- **Extrait**
● ● ●

La nouvelle réglementation sur le freinage des remorques agricoles en 12 questions
À compter du 1er janvier 2025, le système de freinage équipant les véhicules remorqués neufs devra obligatoirement être de type double ligne, hydraulique ou pneumatique. Hervé-Marie Pouliquen, directeur développement industriel chez Rolland et président du groupe produit transport d’Axema, apporte son éclairage sur les nouvelles exigences.
1 - Réussir Machinisme : Le freinage hydraulique à simple ligne hydraulique sera interdit sur les véhicules agricoles remorqués neufs à compter du 1er janvier 2025, mais la réglementation européenne qui l’exige est-elle récente ?

● ● ●

- **Données fournies**

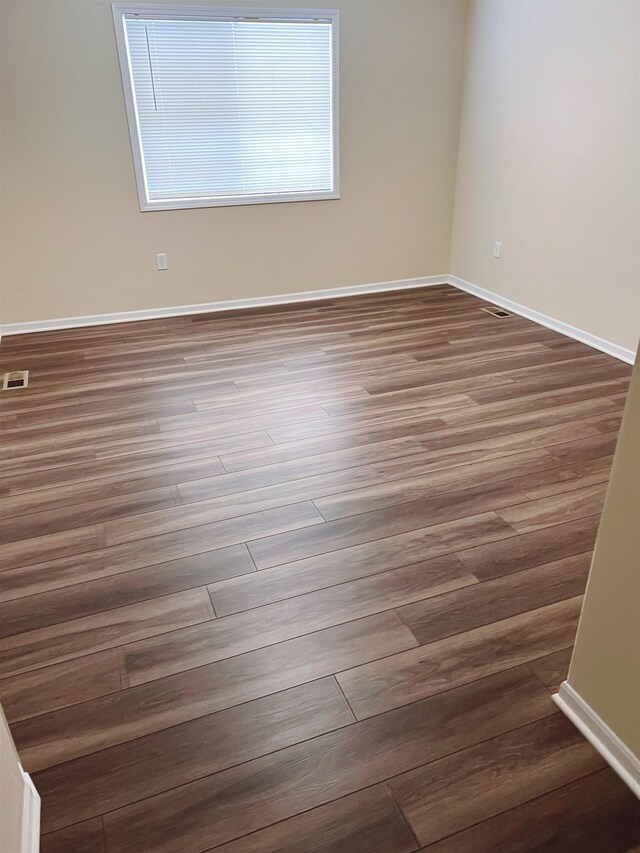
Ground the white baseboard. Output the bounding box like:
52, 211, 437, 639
0, 275, 635, 364
448, 275, 636, 364
553, 681, 640, 798
0, 275, 449, 335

● ● ●

- **Consigne**
Recopiez le passage sur le freinage des remorques agricoles en commençant aux mots « 1 - Réussir » et en vous arrêtant après « est-elle récente ? », puis substituez « législation européenne » à « réglementation européenne ».

- **Corrigé**
1 - Réussir Machinisme : Le freinage hydraulique à simple ligne hydraulique sera interdit sur les véhicules agricoles remorqués neufs à compter du 1er janvier 2025, mais la législation européenne qui l’exige est-elle récente ?